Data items
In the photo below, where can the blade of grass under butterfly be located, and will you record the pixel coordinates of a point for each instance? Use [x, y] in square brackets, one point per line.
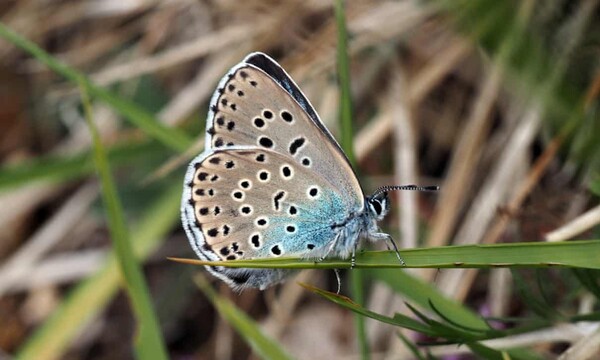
[571, 254]
[171, 137]
[263, 346]
[149, 343]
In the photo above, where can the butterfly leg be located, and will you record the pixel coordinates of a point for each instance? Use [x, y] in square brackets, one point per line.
[330, 248]
[388, 241]
[337, 277]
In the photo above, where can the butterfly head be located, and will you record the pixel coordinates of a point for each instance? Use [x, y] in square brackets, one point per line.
[378, 205]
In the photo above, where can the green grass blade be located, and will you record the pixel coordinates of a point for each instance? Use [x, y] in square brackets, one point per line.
[61, 168]
[89, 297]
[347, 138]
[425, 295]
[263, 346]
[149, 343]
[171, 137]
[570, 254]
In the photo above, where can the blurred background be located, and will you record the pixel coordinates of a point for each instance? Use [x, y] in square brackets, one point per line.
[494, 101]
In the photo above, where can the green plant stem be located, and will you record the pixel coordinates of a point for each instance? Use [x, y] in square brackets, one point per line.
[171, 137]
[149, 342]
[347, 137]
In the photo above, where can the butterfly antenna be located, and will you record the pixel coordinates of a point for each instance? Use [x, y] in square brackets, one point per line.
[389, 188]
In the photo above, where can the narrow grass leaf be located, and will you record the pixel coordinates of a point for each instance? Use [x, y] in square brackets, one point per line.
[61, 168]
[171, 137]
[573, 254]
[89, 297]
[425, 295]
[149, 343]
[398, 320]
[263, 346]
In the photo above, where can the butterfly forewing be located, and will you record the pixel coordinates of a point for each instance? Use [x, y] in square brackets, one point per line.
[251, 108]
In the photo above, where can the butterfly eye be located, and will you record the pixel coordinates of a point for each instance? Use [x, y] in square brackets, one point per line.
[313, 192]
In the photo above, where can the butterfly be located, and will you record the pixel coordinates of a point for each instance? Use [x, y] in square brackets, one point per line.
[273, 181]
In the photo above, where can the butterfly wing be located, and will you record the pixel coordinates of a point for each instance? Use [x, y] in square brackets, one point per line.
[258, 104]
[248, 202]
[256, 203]
[272, 180]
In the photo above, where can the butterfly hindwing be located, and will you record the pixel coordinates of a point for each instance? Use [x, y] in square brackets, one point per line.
[256, 203]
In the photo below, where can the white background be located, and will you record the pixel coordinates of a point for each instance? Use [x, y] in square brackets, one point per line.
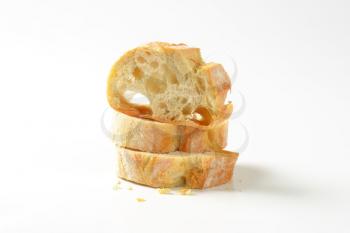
[57, 169]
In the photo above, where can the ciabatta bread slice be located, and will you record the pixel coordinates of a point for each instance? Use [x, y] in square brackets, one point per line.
[152, 136]
[191, 170]
[180, 87]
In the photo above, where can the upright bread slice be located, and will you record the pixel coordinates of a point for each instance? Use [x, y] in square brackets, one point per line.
[180, 87]
[157, 137]
[176, 169]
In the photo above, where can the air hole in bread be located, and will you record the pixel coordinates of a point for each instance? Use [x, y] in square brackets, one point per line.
[154, 64]
[141, 60]
[136, 98]
[162, 105]
[200, 83]
[155, 86]
[187, 110]
[171, 76]
[173, 79]
[202, 116]
[137, 73]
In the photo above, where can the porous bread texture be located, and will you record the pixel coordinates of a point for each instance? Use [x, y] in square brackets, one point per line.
[191, 170]
[152, 136]
[180, 87]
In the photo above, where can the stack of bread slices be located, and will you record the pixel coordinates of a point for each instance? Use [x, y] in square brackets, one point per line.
[178, 137]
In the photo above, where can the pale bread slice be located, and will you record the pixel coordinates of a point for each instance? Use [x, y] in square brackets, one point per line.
[191, 170]
[157, 137]
[180, 87]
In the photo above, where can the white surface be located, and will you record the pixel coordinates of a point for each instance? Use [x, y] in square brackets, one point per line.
[57, 168]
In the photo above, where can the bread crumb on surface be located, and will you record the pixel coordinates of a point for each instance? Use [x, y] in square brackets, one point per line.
[164, 191]
[116, 187]
[185, 191]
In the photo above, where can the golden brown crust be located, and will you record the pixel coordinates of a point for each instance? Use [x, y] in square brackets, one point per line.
[188, 61]
[196, 170]
[157, 137]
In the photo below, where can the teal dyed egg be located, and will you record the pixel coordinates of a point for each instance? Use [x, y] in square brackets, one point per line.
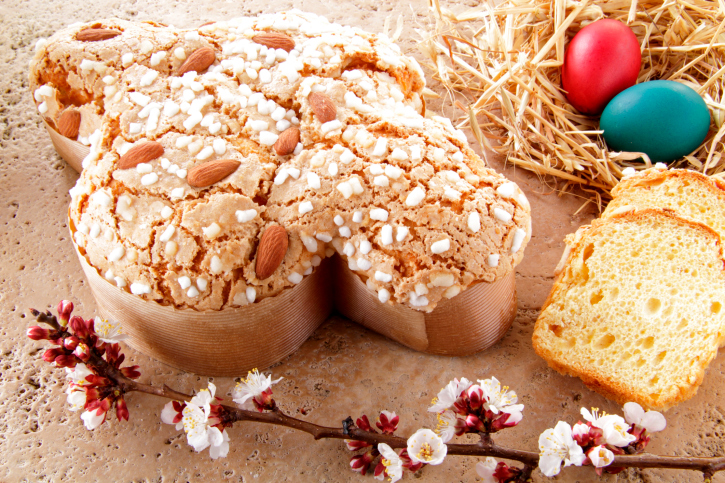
[665, 119]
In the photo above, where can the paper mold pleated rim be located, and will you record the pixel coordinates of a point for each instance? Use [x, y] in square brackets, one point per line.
[501, 67]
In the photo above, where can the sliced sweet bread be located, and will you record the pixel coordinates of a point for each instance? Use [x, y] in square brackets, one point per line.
[690, 194]
[637, 312]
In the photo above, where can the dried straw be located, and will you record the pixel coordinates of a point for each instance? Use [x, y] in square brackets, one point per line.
[505, 60]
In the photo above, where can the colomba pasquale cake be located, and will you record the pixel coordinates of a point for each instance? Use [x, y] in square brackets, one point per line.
[227, 163]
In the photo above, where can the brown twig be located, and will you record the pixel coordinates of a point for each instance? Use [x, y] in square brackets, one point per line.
[485, 447]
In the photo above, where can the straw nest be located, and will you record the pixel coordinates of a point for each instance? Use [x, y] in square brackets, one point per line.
[505, 60]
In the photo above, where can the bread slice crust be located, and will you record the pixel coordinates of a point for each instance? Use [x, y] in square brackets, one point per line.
[615, 348]
[690, 194]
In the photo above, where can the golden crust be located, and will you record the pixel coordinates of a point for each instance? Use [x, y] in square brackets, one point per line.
[608, 384]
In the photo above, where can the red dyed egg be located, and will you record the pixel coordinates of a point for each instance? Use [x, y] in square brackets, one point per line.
[602, 60]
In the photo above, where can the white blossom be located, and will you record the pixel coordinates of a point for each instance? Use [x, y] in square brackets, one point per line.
[448, 395]
[109, 331]
[426, 447]
[486, 468]
[613, 426]
[446, 428]
[252, 387]
[579, 429]
[500, 399]
[557, 446]
[601, 456]
[652, 421]
[392, 462]
[199, 427]
[76, 395]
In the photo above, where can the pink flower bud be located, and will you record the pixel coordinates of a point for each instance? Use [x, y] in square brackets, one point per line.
[121, 409]
[474, 423]
[65, 307]
[387, 422]
[38, 333]
[78, 326]
[92, 395]
[50, 354]
[70, 343]
[361, 463]
[364, 424]
[65, 361]
[82, 352]
[506, 420]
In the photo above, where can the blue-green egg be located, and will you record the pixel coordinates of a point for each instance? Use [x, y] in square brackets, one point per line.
[665, 119]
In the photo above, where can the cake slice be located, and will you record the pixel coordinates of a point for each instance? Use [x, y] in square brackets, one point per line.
[637, 312]
[690, 194]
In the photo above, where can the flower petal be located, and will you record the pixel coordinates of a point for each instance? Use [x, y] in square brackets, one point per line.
[550, 465]
[633, 412]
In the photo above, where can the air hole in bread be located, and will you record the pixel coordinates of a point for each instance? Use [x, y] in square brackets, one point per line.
[652, 307]
[596, 298]
[588, 251]
[716, 307]
[556, 329]
[605, 341]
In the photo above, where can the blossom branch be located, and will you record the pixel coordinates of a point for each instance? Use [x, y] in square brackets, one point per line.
[91, 354]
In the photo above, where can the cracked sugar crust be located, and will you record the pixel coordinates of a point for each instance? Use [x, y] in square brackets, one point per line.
[400, 197]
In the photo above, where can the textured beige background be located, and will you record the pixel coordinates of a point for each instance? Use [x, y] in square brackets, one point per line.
[342, 370]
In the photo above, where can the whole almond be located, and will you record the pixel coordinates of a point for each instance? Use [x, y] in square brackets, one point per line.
[210, 172]
[142, 153]
[287, 141]
[271, 251]
[323, 107]
[69, 123]
[198, 61]
[94, 35]
[275, 40]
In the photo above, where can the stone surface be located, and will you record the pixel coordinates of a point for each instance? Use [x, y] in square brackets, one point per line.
[342, 370]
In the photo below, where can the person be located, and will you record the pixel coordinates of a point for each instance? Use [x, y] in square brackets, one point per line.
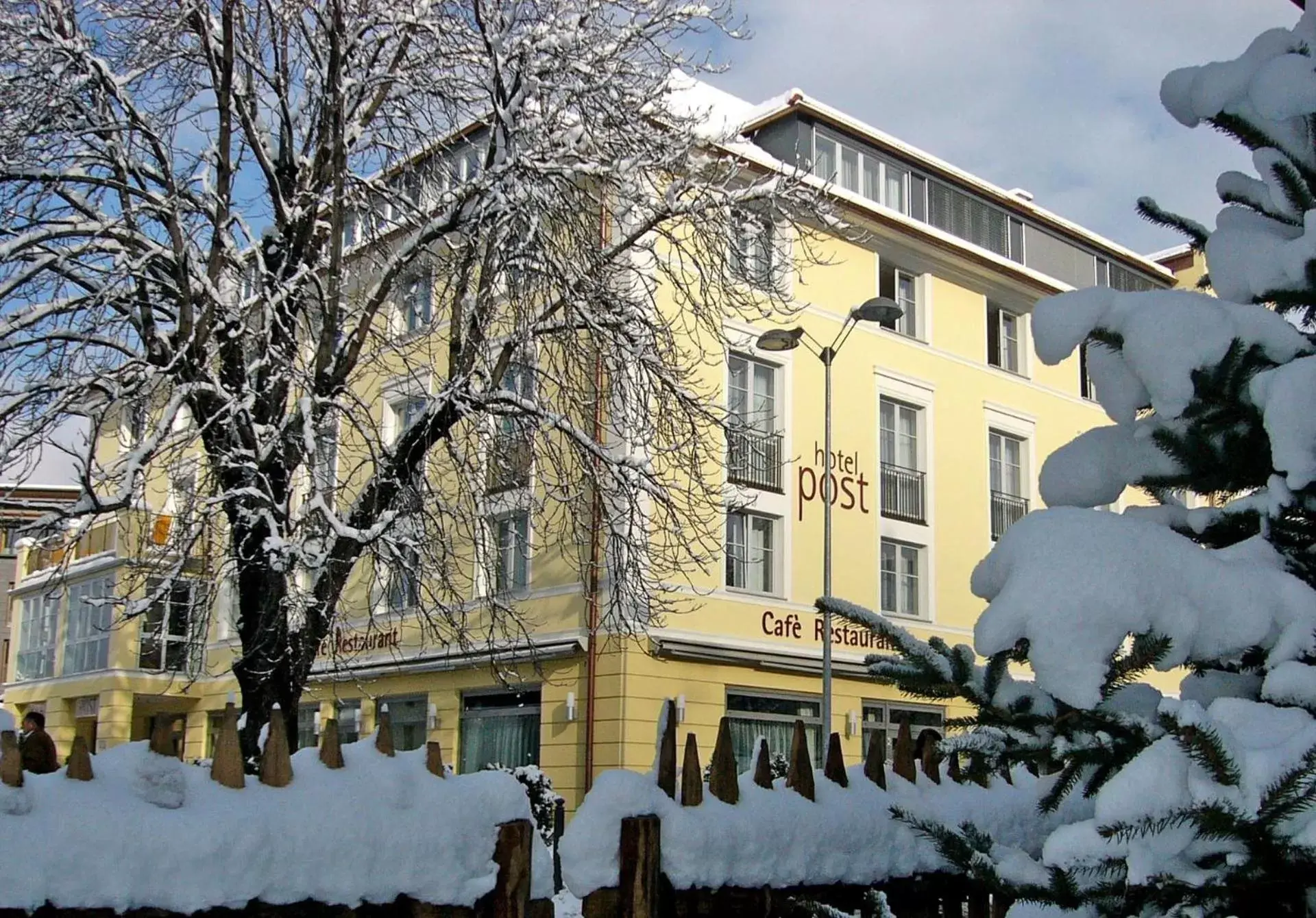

__Problem description__. Return the data verbatim, leaving out the pictures it holds.

__Problem solution__.
In the photo below, where can the blade of grass under butterfly be located, and will you record the pixel coordinates of a point for each instance? Use [x, y] in square brackets, one point per line.
[571, 254]
[171, 137]
[263, 346]
[149, 343]
In the photo above, where can the butterfly leg be located, and will you record the pixel coordinates of a point for each instance? Use [x, y] in square brackets, one point per line.
[330, 248]
[388, 241]
[337, 277]
In the photo above, where can the butterfly head be located, and will you record the pixel coordinates of a point for each instance? Use [x, y] in square brackets, one point per line.
[378, 205]
In the photo above, where can the green grass blade be located, and will you record the pixel coordinates of a point for each instance? Use [x, y] in square brackets, one point per line.
[61, 168]
[89, 297]
[347, 138]
[425, 295]
[263, 346]
[149, 343]
[171, 137]
[570, 254]
In the photo above, where can the blurred background be located, and will you record the pixel coordinates of a point for each instance? Use [x, y] in square brackets, one point per line.
[494, 101]
In the photo above, where can the green plant stem be located, and will you record the pixel coordinates of a point for each instance? Use [x, y] in square brackets, one point per line.
[171, 137]
[149, 342]
[347, 137]
In the photo above, where can the butterfly antenna be located, and will you record the pixel coordinates of a point for each instance? Use [x, y] in square brackets, one point per line.
[389, 188]
In the photo above, where can the narrow grass leaf be located, and will you record the pixel coordinates of a point for each instance? Use [x, y] in square brackets, one point per line.
[61, 168]
[171, 137]
[573, 254]
[89, 297]
[425, 295]
[149, 343]
[398, 320]
[263, 346]
In the photo above, where can the butterfly forewing be located, and will you record the pixel coordinates of a point for each instance? Use [x, y] in square brackets, one point per line.
[251, 108]
In the photo above, where can the butterfly eye be located, and will you record the pixel coordinates of a point for each instance? Use [x, y] in square brackets, one point per line.
[313, 192]
In the photo above, where can the butterfly be located, and will you record the pixel coordinates of a point for each instance? Use [x, y] in square brackets, one point per line.
[273, 181]
In the photo above, where can the butterfly wing be located, and will you record the pixel coordinates of a point for each instance? Use [x, y] in square brackets, one point per line.
[258, 104]
[248, 202]
[256, 203]
[272, 180]
In the photo above, where can the butterfly hindwing be located, and will you record the pixel coordinates of a point for each instance? Use [x, y] in square brackets, one point per line.
[256, 203]
In the photo below, where can the white background be located, and will you record the pixel coordinates of a point for each instance? Use [x, y] in square brackets, one point per line.
[57, 169]
In the photo above, where can the ciabatta bread slice be located, and will you record the pixel coordinates of a point for each instance? Use [x, y] in square brackets, one point per line.
[152, 136]
[191, 170]
[180, 87]
In the photo above, where can the upright bread slice be located, and will you record the pixel coordinates of a point for each instance? Use [x, y] in square brackets, one point per line.
[180, 87]
[157, 137]
[176, 169]
In the photo above, where can the air hole in bread be located, and will you record the pixel coordinates of a point for each instance? Use [x, y] in square brackets, one point per line.
[154, 64]
[141, 60]
[136, 98]
[162, 105]
[200, 83]
[155, 86]
[187, 110]
[171, 76]
[173, 79]
[202, 116]
[137, 73]
In the photo above, where can the porous bread texture be located, and will you record the pixel coordinates of a point for each instance? Use [x, y] in square brackets, one point per line.
[191, 170]
[152, 136]
[180, 87]
In the photo above, where can the stack of bread slices be located, and will you record the pixel coordinates of a point for each instance? Use [x, y] in square brackets, one point per line.
[178, 137]
In the photo above, where can the pale bread slice be located, and will you record the pixel coordinates of a point for each instance? Use [x, y] in square brackets, one point per line.
[191, 170]
[157, 137]
[180, 87]
In the photo above, where can the white surface be located, and will you record the pixel coordinates of a point for each instance? Use [x, y] in square brackets, one point per line.
[57, 168]
In the photo above, where can the bread crumb on surface be located, and will you record the pixel coordinates of a point for each instance? Use [x, y] in square brackets, one point per line.
[164, 191]
[116, 187]
[185, 191]
In the photo above, where can the golden brown crust be located, and will you record the pixel coordinates of a point for each instance? Use [x, y] in square brackets, one point per line.
[188, 61]
[196, 170]
[157, 137]
In the photo below, where can the teal dyed egg be located, and will you record the pixel coordinates of a point for each instance? Use [x, y] in square brackets, one point per line.
[665, 119]
In the photo above, where can the paper mold pleated rim be located, and will you record the pixel coordinates of a point for each instance? Use [x, y] in square brackets, one point per line.
[501, 67]
In the photo above, where can the sliced sweet bread be located, and will you record the pixel coordinates of a point for each instance? Use [x, y] in square brackets, one point per line.
[690, 194]
[637, 312]
In the photo above, where can the dried straw be located, and will you record the pixel coordinates of a point for each instance? Use [x, y] in square brackets, one point per line.
[505, 60]
In the photo above, where can the colomba pasquale cake be located, and will you record the pixel coordinates of a point for each instance? Use [x, y] in square brackets, one point per line.
[227, 163]
In the photo above, where can the brown twig be located, and will you record the pixel coordinates of a point for each instance? Use [x, y] in square brackets, one point per line.
[485, 447]
In the photo above, where can the straw nest be located, and will you record the pixel coordinates of a point for each instance? Use [x, y] in square brackets, one point per line.
[505, 60]
In the photo above, where can the bread slice crust be located, and will you record the pixel coordinates of a point for each instance? Use [x, y] in square brackets, one point per line.
[615, 348]
[690, 194]
In the photo above, where can the golden crust be located, and will you record the pixel coordinates of a point for each instance? Use [x, y] in square brackets, one point per line.
[608, 384]
In the photo above, where can the red dyed egg be located, and will you record the pixel coordinates of a point for each instance? Use [x, y] in square brackets, one point per line.
[602, 60]
In the photo above, where can the white blossom be located, and will you record the pixel coordinates of a point for each instance? Use [x, y] in square brackets, one point per line.
[448, 395]
[109, 331]
[426, 447]
[486, 468]
[613, 426]
[446, 428]
[252, 387]
[579, 429]
[500, 399]
[557, 446]
[601, 456]
[652, 421]
[392, 462]
[199, 427]
[76, 395]
In the photo above, where can the pink flower bud be located, and will you record the pixel coordinates of a point for each instance? Use [x, y] in square brackets, one point per line.
[121, 409]
[474, 423]
[65, 307]
[387, 422]
[38, 333]
[78, 326]
[92, 395]
[50, 354]
[70, 343]
[361, 463]
[364, 424]
[65, 361]
[82, 352]
[506, 420]
In the photo above, where can the blue-green egg be located, and will you record the pixel coordinates of a point for each instance? Use [x, y] in square brackets, one point per line.
[665, 119]
In the photo above, where can the cake slice be located, and will you record the pixel coordinates of a point for each instance? Use [x, y] in square brackets, one point per line.
[637, 312]
[690, 194]
In the photo above, where can the flower petal be located, and will you record the pixel coordinates of a point for each instance? Use [x, y] in square brackets, one point per line.
[550, 465]
[633, 412]
In the photo above, where can the air hole in bread be located, and will you record the pixel coordinates of a point for each instance? Use [x, y] in square brackets, one point per line.
[652, 307]
[596, 298]
[588, 251]
[716, 307]
[556, 329]
[605, 341]
In the photo above, where can the blossom branch be located, and will you record the pixel coordinates of a point for each instance? Use [x, y] in square brackets, one point per line.
[91, 354]
In the photo above, where can the cracked sugar crust be located, and will you record the pixel coordinates of a point for each instance? Use [x, y] in square brackets, one point per line.
[400, 197]
In the photo above, where can the textured beige background be located, and will you record the pixel coordinates of a point for each instance? Use [x, y] in square brackets, one point per line.
[342, 370]
In the photo above, where can the whole almond be located, and will you record the pixel coordinates of a point for each instance? Use [x, y] in square brackets, one point per line.
[210, 172]
[142, 153]
[287, 141]
[271, 251]
[323, 107]
[69, 123]
[198, 61]
[94, 35]
[275, 40]
In the photo above, where can the stone surface be located, and will you record the pixel coordinates of a point for each instance? Use [x, y] in square brackets, one point per line.
[342, 370]
In the photo below, where can the person be located, and will you record the pixel coordinates of a point for each instance? Use [x, y] in square brackets, one point per line.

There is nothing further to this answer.